## WHAT YOU WILL DO
A. In the excerpt on the MAGA epistemic crisis, what has Trump's overall approval rating fallen to?
B. Retype the part of the excerpt on the MAGA epistemic crisis between "Trump and his" and "seen absolutely none.", inclusive.

## EXCERPT TO READ
------------------------------------

There it is. Instinctively. This is the core of the MAGA epistemic crisis. Evidence either no longer matters or the lack of evidence becomes proof of how sophisticated the conspiracy must be. The feeling of illegitimacy is enough. And because that feeling is rooted in identity and grievance rather than facts, it cannot be disproven.

Trump and his enablers have Pavlov’d their base into believing that they cannot lose a fair election. If they win, the system works. If they lose, the system is corrupt, diabolical and rigged upstream where no one can see it. Trump’s constant crowing about election rigging is his permanent “Big Lie.” He has created a framework where he does not need proof; he can just “see” it. But as the old scientific adage goes, extraordinary claims require extraordinary evidence. And we have seen absolutely none.

It also explains why traditional approaches to misinformation have failed so badly. Fact-checking assumes that people care about accuracy. Debunking assumes that false beliefs are held in good faith. But conspiracy thinking is not a knowledge problem; it is an identity defense mechanism.

The MAGA base does not care to hear the Madison Square Garden boos. They do not care that the Los Angeles vote counting process is legal. They do not care that Trump’s overall approval rating has plummeted to a dismal 27% — the lowest for any president since Richard Nixon the week he resigned in disgrace. Ultimately, however, a movement that reflexively constructs alternative realities whenever reality becomes inconvenient will find itself increasingly isolated from the democratic norms that depend on a shared understanding of what is true.

The boos at Madison Square Garden were not politically significant in themselves. The refusal to hear them was.

------------------------------------

## RECORDS SHOWN
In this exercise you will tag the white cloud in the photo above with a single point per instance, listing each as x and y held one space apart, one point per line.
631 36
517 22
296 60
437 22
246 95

------------------------------------

## RESPONSES TO THE EXERCISE
A. 27%, the lowest for any president since Richard Nixon the week he resigned.

B.
Trump and his enablers have Pavlov’d their base into believing that they cannot lose a fair election. If they win, the system works. If they lose, the system is corrupt, diabolical and rigged upstream where no one can see it. Trump’s constant crowing about election rigging is his permanent “Big Lie.” He has created a framework where he does not need proof; he can just “see” it. But as the old scientific adage goes, extraordinary claims require extraordinary evidence. And we have seen absolutely none.